*Text passage:*

◆ ◆ ◆

Morale was dreadful, even among the army’s commissioned ranks. St. Clair himself set the tone. He was painfully afflicted with gout and consequently quite irritable, in particular with General Butler, with whom he had grown dissatisfied during the summer’s excessive delays. Butler’s younger brothers, Thomas and Edward, also serving as officers with the army, likewise responded coolly to St. Clair. Adjutant General Winthrop Sargent, a civilian administrator personally selected by St. Clair, rankled a good number of regular officers who considered his appointment another blatant example of political patronage.
On September 11, St. Clair dispatched Major William Ferguson twenty-three miles from Fort Washington to erect an advance post on the Great Miami River. Ferguson, an artillery officer as well as an able military engineer, supervised the construction of Fort Hamilton while the main body of the army prepared to follow. Campaigning time, however, was dwindling.
Painfully aware of the rapid passing of the season, St. Clair was further prodded by Secretary Knox, who dropped not-so-subtle barbs warning of the president’s “anxiety” over the army’s unusually slow progress. The high command had determined at all costs to conduct the campaign in 1791. Not only did the drubbing of Harmar’s troops demand a reckoning, but the funds required to raise the two levy regiments would be wasted if St. Clair did not deploy the soldiers before their six-month enlistments expired.

◆ ◆ ◆

*Records excerpted from a collection:*
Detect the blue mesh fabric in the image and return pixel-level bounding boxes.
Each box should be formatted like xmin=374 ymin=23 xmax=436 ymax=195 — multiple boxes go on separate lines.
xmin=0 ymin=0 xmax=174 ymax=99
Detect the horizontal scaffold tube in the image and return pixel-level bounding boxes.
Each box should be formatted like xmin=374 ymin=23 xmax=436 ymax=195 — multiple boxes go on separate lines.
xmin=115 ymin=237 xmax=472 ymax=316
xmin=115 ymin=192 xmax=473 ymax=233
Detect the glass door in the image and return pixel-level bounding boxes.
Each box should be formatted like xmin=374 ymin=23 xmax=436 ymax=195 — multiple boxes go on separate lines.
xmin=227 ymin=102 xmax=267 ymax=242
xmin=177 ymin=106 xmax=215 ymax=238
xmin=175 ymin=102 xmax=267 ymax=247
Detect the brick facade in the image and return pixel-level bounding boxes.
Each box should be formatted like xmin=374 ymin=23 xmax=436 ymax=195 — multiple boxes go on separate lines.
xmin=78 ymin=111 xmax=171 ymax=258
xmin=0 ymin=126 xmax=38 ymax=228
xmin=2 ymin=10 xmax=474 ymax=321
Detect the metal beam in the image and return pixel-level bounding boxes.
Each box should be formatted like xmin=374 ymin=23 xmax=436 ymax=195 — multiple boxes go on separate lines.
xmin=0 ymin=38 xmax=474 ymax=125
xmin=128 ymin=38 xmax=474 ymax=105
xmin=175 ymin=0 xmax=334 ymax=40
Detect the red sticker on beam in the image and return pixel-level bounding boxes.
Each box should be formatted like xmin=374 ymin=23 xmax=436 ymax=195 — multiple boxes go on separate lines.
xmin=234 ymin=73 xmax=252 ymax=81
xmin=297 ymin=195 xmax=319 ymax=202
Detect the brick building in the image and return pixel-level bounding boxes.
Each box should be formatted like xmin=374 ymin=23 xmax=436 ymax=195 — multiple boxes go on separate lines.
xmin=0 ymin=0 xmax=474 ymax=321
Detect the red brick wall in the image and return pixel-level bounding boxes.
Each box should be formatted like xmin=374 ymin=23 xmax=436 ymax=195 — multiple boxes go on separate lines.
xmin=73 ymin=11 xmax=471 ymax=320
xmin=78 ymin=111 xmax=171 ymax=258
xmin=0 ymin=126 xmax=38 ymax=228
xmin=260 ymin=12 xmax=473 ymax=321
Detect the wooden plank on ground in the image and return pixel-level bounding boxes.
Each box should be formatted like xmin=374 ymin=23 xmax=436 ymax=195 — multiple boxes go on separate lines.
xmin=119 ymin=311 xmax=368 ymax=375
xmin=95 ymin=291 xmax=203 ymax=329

◆ ◆ ◆

*Problem to work on:*
Answer these questions from the passage on St. Clair's campaign.
(a) Who chose Winthrop Sargent as adjutant general?
(b) How far from Fort Washington was the advance post that Major William Ferguson was sent to build?
(c) How long were the enlistments of the soldiers in the two levy regiments?
The records have nothing to do with the tasks.

*Output:*
(a) St. Clair chose him personally.
(b) It was twenty-three miles away.
(c) They were six months long.